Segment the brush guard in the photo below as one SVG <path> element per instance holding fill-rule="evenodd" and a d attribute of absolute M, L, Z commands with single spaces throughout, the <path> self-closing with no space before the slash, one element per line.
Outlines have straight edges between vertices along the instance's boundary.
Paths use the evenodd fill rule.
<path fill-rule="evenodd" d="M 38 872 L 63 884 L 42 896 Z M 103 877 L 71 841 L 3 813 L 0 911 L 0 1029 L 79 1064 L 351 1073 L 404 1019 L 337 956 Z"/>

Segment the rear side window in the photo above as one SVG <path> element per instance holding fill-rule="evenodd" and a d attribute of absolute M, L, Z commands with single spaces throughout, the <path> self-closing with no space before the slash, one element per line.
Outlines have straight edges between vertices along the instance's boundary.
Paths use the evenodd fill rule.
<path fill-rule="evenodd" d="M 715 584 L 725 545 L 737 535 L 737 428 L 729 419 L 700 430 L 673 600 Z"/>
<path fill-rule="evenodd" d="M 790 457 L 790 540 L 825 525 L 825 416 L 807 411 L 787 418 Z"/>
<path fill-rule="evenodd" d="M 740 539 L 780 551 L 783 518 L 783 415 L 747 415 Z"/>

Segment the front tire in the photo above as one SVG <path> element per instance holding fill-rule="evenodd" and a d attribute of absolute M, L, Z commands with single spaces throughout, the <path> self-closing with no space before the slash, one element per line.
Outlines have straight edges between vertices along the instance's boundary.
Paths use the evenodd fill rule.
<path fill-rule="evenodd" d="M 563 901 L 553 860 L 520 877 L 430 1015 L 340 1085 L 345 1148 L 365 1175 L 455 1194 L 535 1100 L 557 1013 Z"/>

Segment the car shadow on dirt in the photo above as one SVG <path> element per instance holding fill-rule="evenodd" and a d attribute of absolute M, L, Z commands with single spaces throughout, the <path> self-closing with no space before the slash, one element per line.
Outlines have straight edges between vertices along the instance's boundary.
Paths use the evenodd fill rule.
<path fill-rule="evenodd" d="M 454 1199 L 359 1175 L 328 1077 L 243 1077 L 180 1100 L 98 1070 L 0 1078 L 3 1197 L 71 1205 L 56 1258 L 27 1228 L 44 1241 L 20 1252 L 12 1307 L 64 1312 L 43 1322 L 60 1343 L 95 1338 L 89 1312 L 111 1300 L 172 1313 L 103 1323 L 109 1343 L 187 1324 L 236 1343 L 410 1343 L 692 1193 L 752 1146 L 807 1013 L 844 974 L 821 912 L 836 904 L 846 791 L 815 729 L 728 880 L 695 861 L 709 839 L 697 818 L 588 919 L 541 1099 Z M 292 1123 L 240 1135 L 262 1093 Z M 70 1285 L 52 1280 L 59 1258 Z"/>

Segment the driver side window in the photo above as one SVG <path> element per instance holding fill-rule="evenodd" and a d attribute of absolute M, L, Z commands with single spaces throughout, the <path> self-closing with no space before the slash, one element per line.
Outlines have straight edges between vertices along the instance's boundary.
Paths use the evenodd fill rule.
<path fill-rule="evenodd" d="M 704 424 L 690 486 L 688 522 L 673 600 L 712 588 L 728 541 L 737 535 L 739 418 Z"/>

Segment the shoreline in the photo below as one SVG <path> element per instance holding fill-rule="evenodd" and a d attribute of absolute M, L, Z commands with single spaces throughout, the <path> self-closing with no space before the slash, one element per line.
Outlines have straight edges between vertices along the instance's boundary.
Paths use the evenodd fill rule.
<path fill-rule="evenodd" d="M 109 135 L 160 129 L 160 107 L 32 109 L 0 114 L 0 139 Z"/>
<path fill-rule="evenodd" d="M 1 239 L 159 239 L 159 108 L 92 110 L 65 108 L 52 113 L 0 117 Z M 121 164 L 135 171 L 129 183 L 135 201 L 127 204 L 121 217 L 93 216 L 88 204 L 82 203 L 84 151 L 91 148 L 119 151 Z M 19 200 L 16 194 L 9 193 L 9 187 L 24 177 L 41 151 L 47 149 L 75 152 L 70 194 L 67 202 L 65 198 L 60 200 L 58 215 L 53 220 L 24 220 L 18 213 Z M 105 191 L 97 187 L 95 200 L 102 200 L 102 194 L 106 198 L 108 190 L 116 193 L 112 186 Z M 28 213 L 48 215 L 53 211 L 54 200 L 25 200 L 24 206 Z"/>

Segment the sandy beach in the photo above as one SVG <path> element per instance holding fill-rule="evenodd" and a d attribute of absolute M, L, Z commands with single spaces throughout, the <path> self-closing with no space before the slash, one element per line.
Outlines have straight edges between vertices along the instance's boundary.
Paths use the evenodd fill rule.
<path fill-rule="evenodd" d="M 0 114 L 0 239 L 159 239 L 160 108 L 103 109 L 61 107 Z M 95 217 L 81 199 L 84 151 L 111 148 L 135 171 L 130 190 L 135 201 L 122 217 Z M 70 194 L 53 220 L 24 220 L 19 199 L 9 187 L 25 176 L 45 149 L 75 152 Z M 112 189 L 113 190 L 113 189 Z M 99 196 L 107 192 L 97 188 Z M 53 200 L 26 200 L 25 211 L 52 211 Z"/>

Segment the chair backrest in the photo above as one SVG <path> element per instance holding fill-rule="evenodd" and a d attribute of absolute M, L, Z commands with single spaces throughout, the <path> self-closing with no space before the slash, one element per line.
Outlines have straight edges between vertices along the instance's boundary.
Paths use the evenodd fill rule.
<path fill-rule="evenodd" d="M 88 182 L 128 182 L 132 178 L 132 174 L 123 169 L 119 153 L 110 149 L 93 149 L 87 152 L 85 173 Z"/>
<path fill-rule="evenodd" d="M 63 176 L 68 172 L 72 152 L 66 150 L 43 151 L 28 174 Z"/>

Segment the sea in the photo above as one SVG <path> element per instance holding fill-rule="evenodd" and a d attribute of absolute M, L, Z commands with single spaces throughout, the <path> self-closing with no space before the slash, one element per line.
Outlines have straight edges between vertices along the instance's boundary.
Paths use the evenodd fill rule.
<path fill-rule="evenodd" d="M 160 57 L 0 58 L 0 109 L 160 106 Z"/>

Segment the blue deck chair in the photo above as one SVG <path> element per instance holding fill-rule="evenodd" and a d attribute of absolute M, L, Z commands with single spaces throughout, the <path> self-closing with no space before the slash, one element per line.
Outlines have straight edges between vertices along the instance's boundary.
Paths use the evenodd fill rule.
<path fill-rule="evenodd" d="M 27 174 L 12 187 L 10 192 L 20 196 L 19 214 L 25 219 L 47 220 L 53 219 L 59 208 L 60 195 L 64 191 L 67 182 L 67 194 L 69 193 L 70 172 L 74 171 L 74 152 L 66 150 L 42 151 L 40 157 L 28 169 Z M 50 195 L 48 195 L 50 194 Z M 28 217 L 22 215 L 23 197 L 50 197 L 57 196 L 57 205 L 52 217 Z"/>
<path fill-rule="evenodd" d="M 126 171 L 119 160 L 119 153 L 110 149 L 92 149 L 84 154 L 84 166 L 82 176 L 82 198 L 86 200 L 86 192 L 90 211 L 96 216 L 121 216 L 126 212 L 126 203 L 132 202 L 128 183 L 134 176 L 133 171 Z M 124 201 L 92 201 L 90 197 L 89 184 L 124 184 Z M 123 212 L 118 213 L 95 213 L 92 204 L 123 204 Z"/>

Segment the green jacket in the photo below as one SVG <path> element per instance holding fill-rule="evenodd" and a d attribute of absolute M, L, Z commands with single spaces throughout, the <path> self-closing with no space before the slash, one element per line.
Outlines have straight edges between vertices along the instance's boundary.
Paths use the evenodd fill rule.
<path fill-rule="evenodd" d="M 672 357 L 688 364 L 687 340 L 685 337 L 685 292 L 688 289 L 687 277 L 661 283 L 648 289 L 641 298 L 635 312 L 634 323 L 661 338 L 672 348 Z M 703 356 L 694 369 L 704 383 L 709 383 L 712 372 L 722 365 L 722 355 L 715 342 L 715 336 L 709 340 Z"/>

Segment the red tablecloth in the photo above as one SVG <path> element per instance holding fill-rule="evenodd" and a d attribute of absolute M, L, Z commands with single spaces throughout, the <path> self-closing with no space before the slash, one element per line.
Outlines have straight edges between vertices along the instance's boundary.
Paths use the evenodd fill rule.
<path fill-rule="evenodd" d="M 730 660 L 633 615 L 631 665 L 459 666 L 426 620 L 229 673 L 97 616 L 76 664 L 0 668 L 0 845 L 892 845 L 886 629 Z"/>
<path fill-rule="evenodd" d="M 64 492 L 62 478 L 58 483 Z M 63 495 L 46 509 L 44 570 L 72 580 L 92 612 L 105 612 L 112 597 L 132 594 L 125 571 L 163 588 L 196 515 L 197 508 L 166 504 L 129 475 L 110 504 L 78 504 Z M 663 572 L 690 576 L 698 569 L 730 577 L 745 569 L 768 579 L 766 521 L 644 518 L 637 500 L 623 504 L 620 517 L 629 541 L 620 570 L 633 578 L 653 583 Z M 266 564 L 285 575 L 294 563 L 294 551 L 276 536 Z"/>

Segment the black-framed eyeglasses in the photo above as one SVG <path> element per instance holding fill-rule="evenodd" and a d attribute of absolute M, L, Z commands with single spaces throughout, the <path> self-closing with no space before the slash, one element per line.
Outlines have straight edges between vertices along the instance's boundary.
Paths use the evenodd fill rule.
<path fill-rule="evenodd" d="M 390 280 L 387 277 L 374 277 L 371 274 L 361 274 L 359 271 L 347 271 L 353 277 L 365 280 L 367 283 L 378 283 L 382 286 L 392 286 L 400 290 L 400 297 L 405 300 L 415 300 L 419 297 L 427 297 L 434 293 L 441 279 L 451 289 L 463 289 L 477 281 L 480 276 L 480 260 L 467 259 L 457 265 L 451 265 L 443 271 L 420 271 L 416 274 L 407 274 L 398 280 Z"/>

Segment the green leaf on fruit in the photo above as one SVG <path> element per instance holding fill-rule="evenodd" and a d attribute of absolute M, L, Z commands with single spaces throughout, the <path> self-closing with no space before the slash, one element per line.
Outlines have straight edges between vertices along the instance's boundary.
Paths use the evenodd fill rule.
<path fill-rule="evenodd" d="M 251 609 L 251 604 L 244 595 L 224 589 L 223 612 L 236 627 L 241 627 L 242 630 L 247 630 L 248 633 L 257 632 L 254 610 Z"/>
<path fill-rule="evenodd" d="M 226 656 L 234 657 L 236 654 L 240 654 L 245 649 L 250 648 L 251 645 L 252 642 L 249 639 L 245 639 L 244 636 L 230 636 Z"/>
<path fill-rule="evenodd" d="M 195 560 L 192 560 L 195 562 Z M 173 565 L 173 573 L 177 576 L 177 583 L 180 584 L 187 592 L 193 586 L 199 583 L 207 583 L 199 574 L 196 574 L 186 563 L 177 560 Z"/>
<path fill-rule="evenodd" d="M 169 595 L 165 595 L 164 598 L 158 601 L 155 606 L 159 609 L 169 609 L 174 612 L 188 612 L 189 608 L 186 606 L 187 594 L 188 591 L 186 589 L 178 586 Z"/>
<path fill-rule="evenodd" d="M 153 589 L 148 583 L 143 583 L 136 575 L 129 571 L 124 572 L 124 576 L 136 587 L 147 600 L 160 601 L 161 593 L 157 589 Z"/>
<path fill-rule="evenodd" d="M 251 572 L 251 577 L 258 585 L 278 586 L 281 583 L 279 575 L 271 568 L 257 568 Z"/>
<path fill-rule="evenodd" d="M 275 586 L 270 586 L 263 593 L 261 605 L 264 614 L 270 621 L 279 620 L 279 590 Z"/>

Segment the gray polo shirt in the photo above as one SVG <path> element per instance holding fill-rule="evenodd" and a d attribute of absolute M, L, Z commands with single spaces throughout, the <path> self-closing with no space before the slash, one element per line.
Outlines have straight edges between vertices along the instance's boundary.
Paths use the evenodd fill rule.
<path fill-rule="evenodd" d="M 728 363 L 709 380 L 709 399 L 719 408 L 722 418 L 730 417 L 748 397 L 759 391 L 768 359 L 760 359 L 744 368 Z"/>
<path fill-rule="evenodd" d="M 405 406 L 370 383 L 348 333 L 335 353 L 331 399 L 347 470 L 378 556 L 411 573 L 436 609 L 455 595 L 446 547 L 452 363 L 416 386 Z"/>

-=-=-=-=-

任务要求: 从条目开头起，到含有“740 539 L 780”的那一行为止（两端都包括在内），能否把这些行排成一个 JSON 字符串列表，每行对应一个字符串，空行略去？

问题解答:
[
  "Segment the brush guard in the photo below as one SVG <path> element per instance holding fill-rule=\"evenodd\" and a d attribute of absolute M, L, Z commands with single spaces throughout, the <path> self-closing with no space before the slash, one element per line.",
  "Outlines have straight edges between vertices along the instance's boundary.",
  "Paths use the evenodd fill rule.",
  "<path fill-rule=\"evenodd\" d=\"M 38 872 L 63 884 L 42 896 Z M 103 877 L 71 841 L 3 813 L 0 911 L 0 1029 L 79 1064 L 351 1073 L 404 1019 L 337 956 Z\"/>",
  "Segment the rear side window in the photo above as one SVG <path> element per instance holding fill-rule=\"evenodd\" and a d attribute of absolute M, L, Z commands with single spaces throughout, the <path> self-closing with no space before the slash, one element per line.",
  "Outlines have straight edges between vertices along the instance's boundary.",
  "Paths use the evenodd fill rule.",
  "<path fill-rule=\"evenodd\" d=\"M 715 584 L 725 545 L 737 535 L 737 428 L 729 419 L 700 430 L 673 600 Z\"/>",
  "<path fill-rule=\"evenodd\" d=\"M 790 457 L 790 540 L 825 525 L 825 416 L 807 411 L 787 418 Z\"/>",
  "<path fill-rule=\"evenodd\" d=\"M 740 539 L 780 551 L 783 518 L 783 415 L 747 415 Z\"/>"
]